Keep the pictures out of the copy and repeat the records exactly.

Saved entries -
----

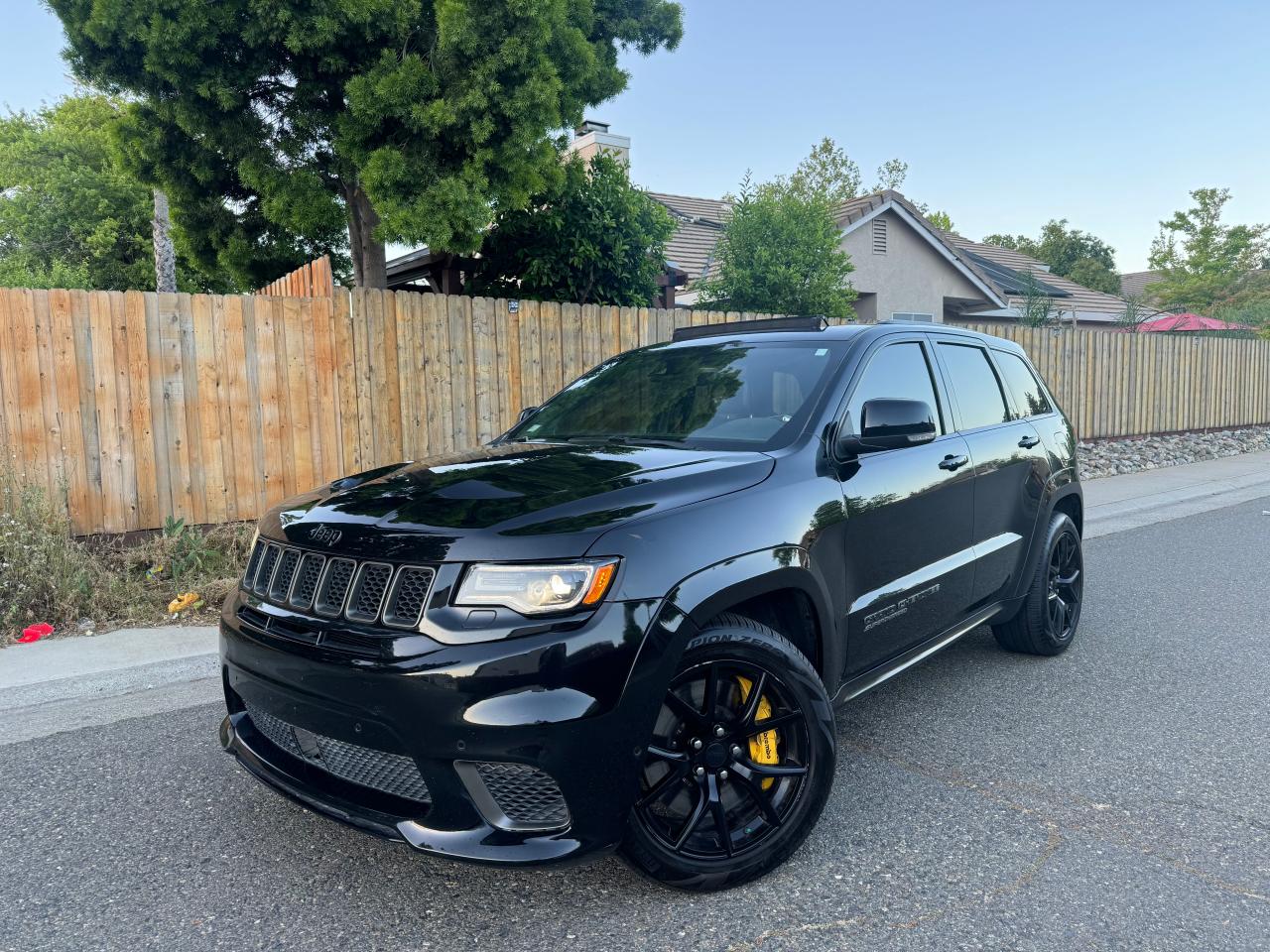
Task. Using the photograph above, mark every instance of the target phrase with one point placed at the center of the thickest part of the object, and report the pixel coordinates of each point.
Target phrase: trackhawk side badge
(899, 608)
(325, 535)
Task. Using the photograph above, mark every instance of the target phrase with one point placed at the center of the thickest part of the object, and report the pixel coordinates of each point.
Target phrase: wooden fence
(1121, 385)
(312, 280)
(135, 407)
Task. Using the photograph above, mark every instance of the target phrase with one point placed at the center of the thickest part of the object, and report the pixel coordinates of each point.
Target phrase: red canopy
(1187, 321)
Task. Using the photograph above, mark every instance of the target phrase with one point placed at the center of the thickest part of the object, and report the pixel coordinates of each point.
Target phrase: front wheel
(1047, 622)
(739, 765)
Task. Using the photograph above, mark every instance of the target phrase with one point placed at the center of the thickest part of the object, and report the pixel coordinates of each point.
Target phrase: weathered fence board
(134, 407)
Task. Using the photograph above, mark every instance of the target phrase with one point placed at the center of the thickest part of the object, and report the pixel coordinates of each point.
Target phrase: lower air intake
(377, 770)
(527, 796)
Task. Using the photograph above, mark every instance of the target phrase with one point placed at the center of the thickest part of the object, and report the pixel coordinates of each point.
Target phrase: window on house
(879, 236)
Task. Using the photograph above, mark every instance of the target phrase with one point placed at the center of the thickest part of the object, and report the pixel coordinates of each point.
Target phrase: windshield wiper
(621, 439)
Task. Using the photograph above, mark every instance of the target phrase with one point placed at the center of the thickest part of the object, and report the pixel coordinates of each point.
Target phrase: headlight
(536, 589)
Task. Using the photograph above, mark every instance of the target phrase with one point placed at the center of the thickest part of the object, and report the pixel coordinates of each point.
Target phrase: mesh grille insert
(525, 793)
(281, 585)
(408, 597)
(372, 581)
(334, 588)
(377, 770)
(267, 562)
(253, 563)
(307, 579)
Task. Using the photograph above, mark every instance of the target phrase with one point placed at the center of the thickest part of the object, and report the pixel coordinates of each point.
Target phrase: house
(905, 267)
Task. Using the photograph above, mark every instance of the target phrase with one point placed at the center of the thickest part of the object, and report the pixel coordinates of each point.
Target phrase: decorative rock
(1107, 457)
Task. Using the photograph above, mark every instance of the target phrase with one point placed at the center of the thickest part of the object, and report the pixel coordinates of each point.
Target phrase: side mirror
(889, 424)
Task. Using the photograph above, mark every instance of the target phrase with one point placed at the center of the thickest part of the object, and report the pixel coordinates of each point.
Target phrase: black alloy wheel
(739, 762)
(1064, 589)
(1046, 622)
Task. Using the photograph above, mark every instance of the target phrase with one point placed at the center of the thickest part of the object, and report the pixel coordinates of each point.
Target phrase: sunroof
(1011, 281)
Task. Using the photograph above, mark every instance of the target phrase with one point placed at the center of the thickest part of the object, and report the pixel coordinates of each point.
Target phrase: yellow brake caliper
(762, 747)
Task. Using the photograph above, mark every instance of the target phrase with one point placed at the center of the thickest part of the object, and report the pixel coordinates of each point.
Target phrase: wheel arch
(778, 584)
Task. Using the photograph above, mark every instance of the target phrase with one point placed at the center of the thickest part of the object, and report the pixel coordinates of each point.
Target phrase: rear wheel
(739, 765)
(1047, 622)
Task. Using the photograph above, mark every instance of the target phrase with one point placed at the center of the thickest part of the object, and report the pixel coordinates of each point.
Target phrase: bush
(49, 575)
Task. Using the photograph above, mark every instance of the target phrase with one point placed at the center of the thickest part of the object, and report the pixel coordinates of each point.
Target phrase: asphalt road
(1114, 797)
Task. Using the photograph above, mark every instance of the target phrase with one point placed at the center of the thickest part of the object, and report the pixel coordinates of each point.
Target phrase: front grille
(267, 561)
(366, 767)
(333, 587)
(409, 593)
(307, 580)
(372, 583)
(286, 572)
(526, 794)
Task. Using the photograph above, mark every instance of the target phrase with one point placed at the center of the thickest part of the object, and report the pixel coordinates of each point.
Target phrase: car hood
(512, 502)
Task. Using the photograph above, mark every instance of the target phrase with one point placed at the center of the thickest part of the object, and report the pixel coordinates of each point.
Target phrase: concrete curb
(132, 660)
(1135, 499)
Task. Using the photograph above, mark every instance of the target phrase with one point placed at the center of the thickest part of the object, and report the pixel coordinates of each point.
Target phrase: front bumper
(574, 705)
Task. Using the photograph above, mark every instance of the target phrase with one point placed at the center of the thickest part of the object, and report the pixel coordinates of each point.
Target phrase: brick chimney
(593, 137)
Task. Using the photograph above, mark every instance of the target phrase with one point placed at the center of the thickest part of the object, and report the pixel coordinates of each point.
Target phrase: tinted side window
(978, 394)
(898, 371)
(1029, 397)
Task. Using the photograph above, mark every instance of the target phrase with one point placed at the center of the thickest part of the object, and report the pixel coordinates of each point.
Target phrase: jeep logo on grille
(325, 535)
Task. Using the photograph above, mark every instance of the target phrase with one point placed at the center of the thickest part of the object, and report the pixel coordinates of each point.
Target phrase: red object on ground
(35, 633)
(1187, 321)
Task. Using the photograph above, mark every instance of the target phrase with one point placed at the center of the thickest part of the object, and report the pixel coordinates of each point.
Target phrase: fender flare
(712, 589)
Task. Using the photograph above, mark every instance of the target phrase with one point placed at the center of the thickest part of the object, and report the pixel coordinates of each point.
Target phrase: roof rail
(767, 325)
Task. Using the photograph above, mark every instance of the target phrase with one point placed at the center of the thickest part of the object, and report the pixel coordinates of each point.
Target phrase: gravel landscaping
(1110, 457)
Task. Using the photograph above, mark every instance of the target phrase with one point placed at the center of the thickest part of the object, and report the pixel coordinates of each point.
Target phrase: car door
(910, 516)
(1010, 465)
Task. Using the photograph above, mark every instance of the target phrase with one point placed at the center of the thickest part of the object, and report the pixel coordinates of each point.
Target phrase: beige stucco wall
(911, 278)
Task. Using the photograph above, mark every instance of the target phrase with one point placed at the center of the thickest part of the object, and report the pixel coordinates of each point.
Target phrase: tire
(699, 820)
(1046, 624)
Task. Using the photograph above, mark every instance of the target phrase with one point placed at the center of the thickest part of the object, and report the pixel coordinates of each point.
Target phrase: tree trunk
(370, 258)
(166, 255)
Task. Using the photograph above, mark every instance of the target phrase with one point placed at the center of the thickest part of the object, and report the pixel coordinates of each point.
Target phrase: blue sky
(1007, 113)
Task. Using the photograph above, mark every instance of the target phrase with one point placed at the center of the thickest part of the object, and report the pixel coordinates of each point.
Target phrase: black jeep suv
(626, 622)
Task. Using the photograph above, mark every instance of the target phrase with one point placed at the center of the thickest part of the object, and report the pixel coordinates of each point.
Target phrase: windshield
(726, 395)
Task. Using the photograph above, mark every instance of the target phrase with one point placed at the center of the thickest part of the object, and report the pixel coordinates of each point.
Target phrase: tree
(277, 125)
(829, 172)
(70, 213)
(593, 238)
(1037, 308)
(780, 253)
(1135, 312)
(1205, 261)
(1070, 253)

----

SOLUTION TO THIS PROBLEM -
Task. Using the photograph above, mark every instance of the target phrase with one point placed at the center of the thickest part of the object, and report the pixel coordinates of each point.
Target phrase: trackhawk side badge
(899, 608)
(325, 535)
Task. Using the photograph above, mark every instance of the target phrase with one point placed at the center of the thickest part of the object, and report the pixel coordinates of each point.
Target phrase: wooden fence
(1121, 385)
(312, 280)
(135, 407)
Task. Using the photograph above, mark every instance of the target phrase with one point placed at the center of the thickest part of the object, and report the pixel coordinates of each point.
Target phrase: red canopy
(1187, 321)
Task. Using the photograph above, mark every instance of the target phrase with one point placed at the center of the thickest part of the object, and report the pixel coordinates of each point.
Target phrase: front wheel
(1047, 622)
(739, 765)
Task. Using the photograph above, mark every instance of the target phrase with one point placed at the center of the thickest part of the object, and report the pixel coordinates of each point.
Target phrase: weathered fence board
(134, 407)
Task. Using the photograph above, mark every instance of the target phrase with one point placed at the center of the thickest part of the object, and report the pixel coordinates of each point.
Target phrase: lower air intake
(377, 770)
(527, 796)
Task. Using the photograph above, mark every instance of the target phrase with one point placed at the center of the thickest part of the object, and report the pixel coordinates of each point.
Target phrase: window on house
(879, 236)
Task. Using the photograph above, mark every instance of the target phrase with one point placed at the center of the thickest part of the object, and report the pixel coordinates of each point.
Target phrase: windshield wiper
(621, 439)
Task. Using the photograph above, mark every instance of the target phrase with one point placed at the center of the thickest part of the object, and report the pixel coordinates of each point.
Target phrase: headlight
(536, 589)
Task. Using the photograph above, mark every instance of the target phrase with one point placed at the center of the thickest part of the object, and report the pixel coordinates of each point.
Target phrase: mesh grille insert
(525, 793)
(281, 585)
(408, 597)
(372, 581)
(334, 588)
(377, 770)
(267, 562)
(253, 563)
(307, 579)
Task. Using the photograph above, mark every instance of the target phrase with one point placed at the center of the thickest part of the object, and report the pixel coordinates of each point.
Target phrase: house
(905, 267)
Task. Using the photograph above, mark every instance of the target phrase with one point placed at the center of the thickest part of the object, and report the pixel coordinates of each point.
Target phrase: decorative rock
(1107, 457)
Task. Using the photograph above, mark every instance of the target phrase with one point placed at the center of the thickest part of the object, and report the pixel coordinates of each point.
Target phrase: side mirror
(889, 424)
Task. Using the photograph above, mark every instance of the target phrase with one point placed at the center of the thickest part of the object, and report the pixel coordinates of each point.
Target phrase: black alloy wheel
(739, 762)
(1064, 589)
(1046, 622)
Task. Using the photograph above, mark every instance of the target phrase with one point placed at the center of the thickest part of the object, and report the pixel coordinates of each point.
Target phrase: sunroof
(1011, 281)
Task. Using the photograph above, mark every instance of the target phrase with one point placed at the center of the thickest part of the object, and report the pixel coordinates of each point.
Target phrase: yellow brake caliper
(762, 747)
Task. Using the photograph above, mark every instance of the target phrase with one point placed at the center of the thickest part of the object, and report the pixel coordinates of each point.
Target phrase: wheel arch
(778, 584)
Task. Using the photograph above, mark every instance of the target phrase with one point placed at the center of the thickest part of the object, and report the pixel coordinates of each point.
Target phrase: rear wheel
(739, 765)
(1047, 622)
Task. Using the photograph above, mark every instance of the target phrase with one point placed at the center of the thickest part of the object, and report the pixel coordinates of each point.
Target phrase: bush
(49, 575)
Task. Using the photograph above, mark every instance of the target phrase with one point placed at the center of the thickest part of the object, and report the pixel coordinates of each point.
Target phrase: asphalt road
(1114, 797)
Task. Using the photograph above, mark every instance of the target phrase with one point placed at the center of the thickest part of the object, and report the pixel coordinates of each point.
Target phrase: front grille
(267, 561)
(366, 767)
(333, 587)
(409, 593)
(307, 580)
(372, 583)
(286, 572)
(526, 794)
Task. Using the photograph above, mark every instance of the target phrase with one point placed at the center of the thickest part of the object, and report the pixel coordinates of each point.
Target phrase: car hood
(512, 502)
Task. Using the photograph above, mark every instance of the target phrase with one point placed at the center of the thickest part of the object, and report the pixel coordinates of each point.
Target phrase: concrete curb
(132, 660)
(1135, 499)
Task. Using the photograph above, mark every instance of the target phrase with one point placed at the center of the thickest part of the object, and report the pixel coordinates of each point.
Target phrase: front bumper
(574, 705)
Task. Using the photograph above, mark every instance of the target phrase with one point placed at the center of the thickest part of the object, and report the pixel coordinates of each point.
Target phrase: brick chimney
(593, 137)
Task. Using the photograph above, mark every instance of the target phrase with one point placed at the center of the thickest part of the object, and report the pixel coordinates of each point.
Target phrase: tinted side window
(978, 394)
(898, 371)
(1029, 397)
Task. Using the photograph above, mark every instance of the target phrase with one point placed at the center of the thickest part of the object, and report the pixel coordinates of each point.
Target phrase: jeep logo on grille
(325, 535)
Task. Using the photograph above, mark every instance of the target phrase with one point placed at the center of the thickest part of the object, and report the pixel coordinates of each point.
Target phrase: red object on ground
(35, 633)
(1187, 321)
Task. Using the photograph above, mark every instance of the target phrase with one point placed at the center of the thickest part of the object, and report the pixel coordinates of each point.
Target phrase: fender flare
(712, 589)
Task. Using the photograph above, mark every instance of the target phrase with one point placed at the center of the thickest part of the object, and report the pixel coordinates of each point.
Target phrase: roof rail
(767, 325)
Task. Using the photograph above, mark every instance of the target phrase with one point placed at the center of the thickest part of the object, and report the pixel coordinates of each point.
Target phrase: gravel landscaping
(1110, 457)
Task. Using the photograph above, mark every instance of the target phrase with one point placed at the center of the thickest part of the object, and report the pixel coordinates of each point.
Target phrase: car door
(910, 516)
(1010, 465)
Task. Using the photograph above, mark every instance of the target phrase with one point placed at the center of the thickest part of the object, and report the pixel coordinates of each point.
Target phrase: beige stucco wall
(911, 278)
Task. Using the photograph above, mark every instance of the target phrase with one point placed at the center of the thickest part of the object, and report the pixel coordinates of each point.
Target phrase: tire
(699, 820)
(1046, 624)
Task. Using the photograph above, mark every instance of the target phrase with one point placed at the center of the thickest part of the object, and report the pixel coordinates of each point.
Target phrase: tree trunk
(370, 258)
(166, 255)
Task. Using the photograph above, mark every instance of the target phrase with one point placed at the center of the thickest part of the object, and report the pixel coordinates of each point.
Target phrase: blue sky
(1007, 113)
Task. Using the photograph above, mark every instance of the target phrase with one point placed at the center of the thickest part of the object, and report the pixel coordinates of each point.
Target phrase: black jeep suv
(626, 622)
Task. Using the photograph above, mark every instance of the target phrase with one point placed at the center of the thickest part of the object, and report the pixel coordinates of each point.
Target phrase: windshield
(726, 395)
Task. Using the photograph above, mark every instance of the target phrase with one point placed at the center of the thickest part of the object, and report the pixel coordinates of each point.
Target phrase: tree
(277, 125)
(829, 172)
(70, 213)
(593, 238)
(1037, 308)
(780, 253)
(1135, 312)
(1205, 261)
(1070, 253)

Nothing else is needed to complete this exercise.